══ PROVIDED INFORMATION ══

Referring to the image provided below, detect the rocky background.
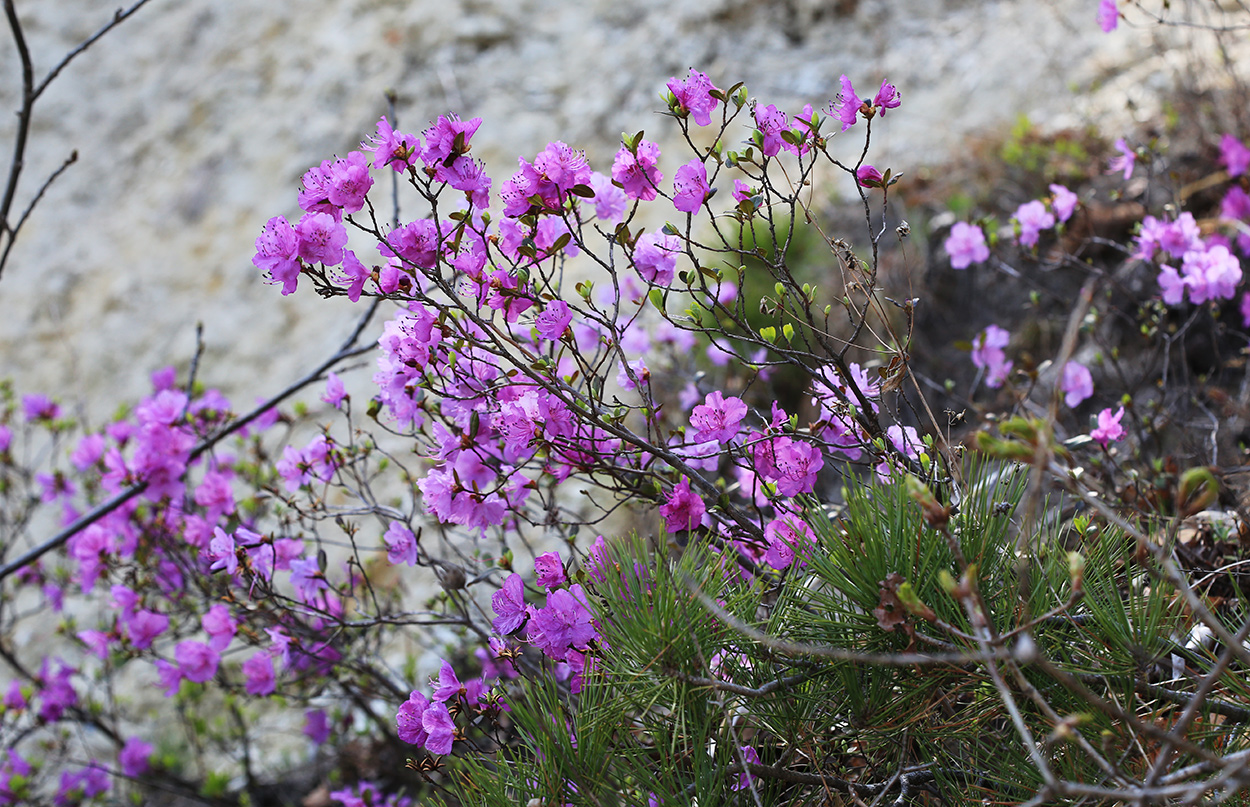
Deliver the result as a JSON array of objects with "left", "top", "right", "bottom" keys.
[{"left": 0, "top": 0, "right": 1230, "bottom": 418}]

═══
══ PROVIDED INFORMATION ══

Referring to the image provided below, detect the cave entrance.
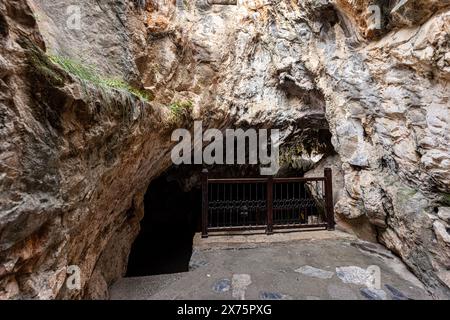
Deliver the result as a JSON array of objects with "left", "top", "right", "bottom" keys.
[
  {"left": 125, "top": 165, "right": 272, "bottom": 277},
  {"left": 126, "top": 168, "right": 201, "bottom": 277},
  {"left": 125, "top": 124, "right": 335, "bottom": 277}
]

═══

» **WORK INSTRUCTIONS**: Among the lines above, find those with the word "Referring" and list them.

» **FINAL ANSWER**:
Referring to the image provided below, detect the rocky background.
Referring to the image provided below, detect the cave entrance.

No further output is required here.